**Records for the task**.
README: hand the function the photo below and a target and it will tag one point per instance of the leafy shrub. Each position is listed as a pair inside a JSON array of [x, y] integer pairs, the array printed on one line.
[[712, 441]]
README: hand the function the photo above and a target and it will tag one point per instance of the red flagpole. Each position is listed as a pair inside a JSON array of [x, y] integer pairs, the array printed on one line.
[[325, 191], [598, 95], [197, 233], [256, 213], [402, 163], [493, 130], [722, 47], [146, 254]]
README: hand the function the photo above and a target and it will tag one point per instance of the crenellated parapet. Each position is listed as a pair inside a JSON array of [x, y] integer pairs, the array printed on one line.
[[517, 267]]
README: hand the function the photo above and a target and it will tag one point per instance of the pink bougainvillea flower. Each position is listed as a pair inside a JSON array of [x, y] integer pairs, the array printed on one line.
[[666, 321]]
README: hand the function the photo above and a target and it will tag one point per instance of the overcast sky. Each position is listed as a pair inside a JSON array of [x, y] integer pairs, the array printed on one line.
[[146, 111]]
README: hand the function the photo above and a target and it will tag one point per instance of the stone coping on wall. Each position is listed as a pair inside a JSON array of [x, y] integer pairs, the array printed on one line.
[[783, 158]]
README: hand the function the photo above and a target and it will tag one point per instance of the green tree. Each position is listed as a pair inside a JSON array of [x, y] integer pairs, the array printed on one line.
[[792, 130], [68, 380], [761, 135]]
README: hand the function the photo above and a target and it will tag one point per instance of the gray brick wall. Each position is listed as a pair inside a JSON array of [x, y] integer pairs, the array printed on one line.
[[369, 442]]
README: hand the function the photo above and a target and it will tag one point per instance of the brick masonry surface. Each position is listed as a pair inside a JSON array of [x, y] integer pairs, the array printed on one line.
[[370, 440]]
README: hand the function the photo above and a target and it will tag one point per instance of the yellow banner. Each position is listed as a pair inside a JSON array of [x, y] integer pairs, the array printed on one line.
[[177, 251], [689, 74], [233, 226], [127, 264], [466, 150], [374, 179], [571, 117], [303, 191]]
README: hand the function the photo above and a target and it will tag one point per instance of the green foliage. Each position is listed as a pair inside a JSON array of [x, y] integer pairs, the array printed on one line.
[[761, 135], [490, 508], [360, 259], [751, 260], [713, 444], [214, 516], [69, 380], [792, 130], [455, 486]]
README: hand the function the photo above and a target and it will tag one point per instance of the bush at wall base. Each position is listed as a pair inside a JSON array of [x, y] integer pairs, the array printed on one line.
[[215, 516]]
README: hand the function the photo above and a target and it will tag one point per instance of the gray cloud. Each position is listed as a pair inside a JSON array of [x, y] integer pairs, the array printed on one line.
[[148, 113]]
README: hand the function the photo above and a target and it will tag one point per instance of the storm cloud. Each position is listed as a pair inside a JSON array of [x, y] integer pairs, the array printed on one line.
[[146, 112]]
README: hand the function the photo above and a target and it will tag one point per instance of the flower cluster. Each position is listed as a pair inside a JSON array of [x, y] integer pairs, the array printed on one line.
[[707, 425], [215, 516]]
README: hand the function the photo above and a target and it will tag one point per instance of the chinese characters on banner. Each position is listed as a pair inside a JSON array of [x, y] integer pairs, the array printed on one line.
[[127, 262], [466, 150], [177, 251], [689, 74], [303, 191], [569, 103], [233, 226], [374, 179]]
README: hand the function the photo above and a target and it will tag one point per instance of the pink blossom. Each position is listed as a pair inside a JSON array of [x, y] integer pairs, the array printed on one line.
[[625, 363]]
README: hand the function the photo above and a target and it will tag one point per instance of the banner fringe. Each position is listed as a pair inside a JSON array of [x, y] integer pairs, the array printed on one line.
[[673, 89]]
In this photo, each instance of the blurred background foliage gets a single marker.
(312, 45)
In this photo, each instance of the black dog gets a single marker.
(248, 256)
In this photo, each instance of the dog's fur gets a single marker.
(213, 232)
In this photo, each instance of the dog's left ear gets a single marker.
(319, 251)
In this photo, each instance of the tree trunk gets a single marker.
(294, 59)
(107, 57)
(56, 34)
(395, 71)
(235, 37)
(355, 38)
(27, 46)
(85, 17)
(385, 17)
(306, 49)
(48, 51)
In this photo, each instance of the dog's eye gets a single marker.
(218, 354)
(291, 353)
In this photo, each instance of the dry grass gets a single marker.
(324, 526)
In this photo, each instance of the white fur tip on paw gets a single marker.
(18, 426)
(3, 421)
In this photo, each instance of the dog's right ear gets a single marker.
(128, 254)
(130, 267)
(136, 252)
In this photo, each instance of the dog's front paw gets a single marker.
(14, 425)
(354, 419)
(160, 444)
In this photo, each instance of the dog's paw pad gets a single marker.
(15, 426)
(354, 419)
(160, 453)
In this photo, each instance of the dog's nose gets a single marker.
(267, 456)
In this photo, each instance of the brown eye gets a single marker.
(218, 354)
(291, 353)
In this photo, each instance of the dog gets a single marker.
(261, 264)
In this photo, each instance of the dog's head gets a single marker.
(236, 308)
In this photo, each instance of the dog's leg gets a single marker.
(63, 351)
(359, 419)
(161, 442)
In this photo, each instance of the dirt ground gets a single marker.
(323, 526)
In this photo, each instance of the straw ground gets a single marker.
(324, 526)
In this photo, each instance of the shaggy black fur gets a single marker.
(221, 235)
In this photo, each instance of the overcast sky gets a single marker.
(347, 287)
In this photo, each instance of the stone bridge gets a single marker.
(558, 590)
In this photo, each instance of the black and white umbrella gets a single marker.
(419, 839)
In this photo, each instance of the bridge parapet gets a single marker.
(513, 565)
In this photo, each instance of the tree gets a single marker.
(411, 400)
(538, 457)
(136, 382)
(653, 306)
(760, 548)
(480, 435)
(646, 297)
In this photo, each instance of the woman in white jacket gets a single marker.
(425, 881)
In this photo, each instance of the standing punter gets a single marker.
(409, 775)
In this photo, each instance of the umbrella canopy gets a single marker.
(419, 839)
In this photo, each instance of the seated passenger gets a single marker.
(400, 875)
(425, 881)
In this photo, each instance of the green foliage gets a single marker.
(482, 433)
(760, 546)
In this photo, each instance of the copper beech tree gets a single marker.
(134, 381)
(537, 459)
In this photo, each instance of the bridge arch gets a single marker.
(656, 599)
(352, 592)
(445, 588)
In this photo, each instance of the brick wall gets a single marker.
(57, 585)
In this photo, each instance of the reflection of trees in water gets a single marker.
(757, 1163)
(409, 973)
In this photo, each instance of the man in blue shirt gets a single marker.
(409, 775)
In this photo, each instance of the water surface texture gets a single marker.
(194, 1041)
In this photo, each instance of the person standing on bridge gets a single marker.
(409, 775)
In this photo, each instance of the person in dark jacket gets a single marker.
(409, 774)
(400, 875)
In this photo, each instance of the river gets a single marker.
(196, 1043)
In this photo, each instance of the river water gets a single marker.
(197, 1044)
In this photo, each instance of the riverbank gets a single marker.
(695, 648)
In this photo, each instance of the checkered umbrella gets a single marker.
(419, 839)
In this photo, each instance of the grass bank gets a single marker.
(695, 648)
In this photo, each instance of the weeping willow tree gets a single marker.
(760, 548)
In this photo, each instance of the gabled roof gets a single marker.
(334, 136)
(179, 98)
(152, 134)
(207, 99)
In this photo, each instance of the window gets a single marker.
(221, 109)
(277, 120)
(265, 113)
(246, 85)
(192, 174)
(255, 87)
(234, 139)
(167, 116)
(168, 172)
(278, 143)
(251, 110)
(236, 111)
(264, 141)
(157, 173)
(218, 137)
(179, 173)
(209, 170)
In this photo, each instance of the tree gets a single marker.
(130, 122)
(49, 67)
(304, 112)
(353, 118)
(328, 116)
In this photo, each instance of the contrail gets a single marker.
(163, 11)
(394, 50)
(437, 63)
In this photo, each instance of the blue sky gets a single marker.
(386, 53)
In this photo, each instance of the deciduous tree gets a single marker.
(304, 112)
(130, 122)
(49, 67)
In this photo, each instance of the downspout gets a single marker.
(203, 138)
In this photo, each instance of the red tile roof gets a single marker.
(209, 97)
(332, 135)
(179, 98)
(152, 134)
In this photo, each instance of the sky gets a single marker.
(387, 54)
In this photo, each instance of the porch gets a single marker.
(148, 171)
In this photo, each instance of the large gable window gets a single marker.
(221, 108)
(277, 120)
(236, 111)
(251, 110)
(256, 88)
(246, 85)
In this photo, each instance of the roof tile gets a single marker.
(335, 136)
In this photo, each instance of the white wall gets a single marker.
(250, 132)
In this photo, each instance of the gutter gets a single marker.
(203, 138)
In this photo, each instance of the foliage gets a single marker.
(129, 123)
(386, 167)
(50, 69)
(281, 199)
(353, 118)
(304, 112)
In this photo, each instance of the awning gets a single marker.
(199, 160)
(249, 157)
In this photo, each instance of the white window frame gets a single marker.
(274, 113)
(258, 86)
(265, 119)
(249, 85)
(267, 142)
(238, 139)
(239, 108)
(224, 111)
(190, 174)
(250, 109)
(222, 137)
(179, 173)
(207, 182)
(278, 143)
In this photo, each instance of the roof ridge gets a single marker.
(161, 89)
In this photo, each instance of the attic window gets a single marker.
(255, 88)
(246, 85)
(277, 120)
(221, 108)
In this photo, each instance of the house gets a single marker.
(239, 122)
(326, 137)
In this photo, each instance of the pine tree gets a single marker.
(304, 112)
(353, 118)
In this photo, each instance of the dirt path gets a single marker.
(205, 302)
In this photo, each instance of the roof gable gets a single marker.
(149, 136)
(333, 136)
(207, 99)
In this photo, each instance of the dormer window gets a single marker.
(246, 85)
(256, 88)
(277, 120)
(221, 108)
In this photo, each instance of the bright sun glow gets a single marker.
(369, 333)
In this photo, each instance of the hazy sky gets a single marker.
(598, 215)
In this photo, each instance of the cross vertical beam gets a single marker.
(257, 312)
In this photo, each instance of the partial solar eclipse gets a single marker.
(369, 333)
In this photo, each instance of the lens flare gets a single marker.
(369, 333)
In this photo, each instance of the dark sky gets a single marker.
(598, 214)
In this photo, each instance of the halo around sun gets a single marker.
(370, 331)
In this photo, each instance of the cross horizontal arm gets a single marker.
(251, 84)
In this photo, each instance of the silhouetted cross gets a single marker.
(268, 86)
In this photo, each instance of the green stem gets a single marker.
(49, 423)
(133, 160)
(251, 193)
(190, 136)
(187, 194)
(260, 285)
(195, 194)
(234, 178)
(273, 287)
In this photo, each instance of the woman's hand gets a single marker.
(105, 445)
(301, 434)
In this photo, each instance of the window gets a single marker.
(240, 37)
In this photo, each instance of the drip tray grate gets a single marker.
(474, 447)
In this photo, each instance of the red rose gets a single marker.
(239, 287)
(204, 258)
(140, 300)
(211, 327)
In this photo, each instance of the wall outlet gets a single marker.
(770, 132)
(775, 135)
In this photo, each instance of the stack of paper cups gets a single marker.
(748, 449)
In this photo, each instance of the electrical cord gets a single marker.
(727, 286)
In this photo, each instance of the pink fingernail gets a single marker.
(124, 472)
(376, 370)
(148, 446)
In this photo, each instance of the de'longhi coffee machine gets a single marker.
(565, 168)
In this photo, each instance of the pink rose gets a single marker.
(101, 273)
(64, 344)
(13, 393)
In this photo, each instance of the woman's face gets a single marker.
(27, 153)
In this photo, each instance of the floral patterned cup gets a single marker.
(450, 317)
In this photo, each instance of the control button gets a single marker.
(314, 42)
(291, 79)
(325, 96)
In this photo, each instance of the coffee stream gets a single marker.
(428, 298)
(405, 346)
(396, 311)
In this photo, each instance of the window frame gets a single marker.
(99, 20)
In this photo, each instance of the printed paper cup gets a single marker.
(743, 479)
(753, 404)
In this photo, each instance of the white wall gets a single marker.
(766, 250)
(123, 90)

**Directive**.
Put the rows from the first one through the line holding "47], [146, 254]]", inclusive, into a two-column CSV with the headers instruction and answer. Give one line per instruction and its answer, with each value in a single quoted field and any line breaks replaced by spaces.

**Task output**.
instruction,answer
"README: hand the function the photo below and a target and it will tag one point per instance of the leafy shrub. Each position is listed as a pair inside a JSON array of [x, y] integer pairs, the array printed on one line.","[[712, 441]]"
"README: hand the function the photo above and a target and it will tag one point per instance of the red flagpole. Each position is listed as a pair inside a JSON array of [x, y] integer pairs, the array printed on one line.","[[325, 191], [598, 95], [197, 233], [256, 213], [402, 163], [493, 130], [722, 47], [146, 254]]"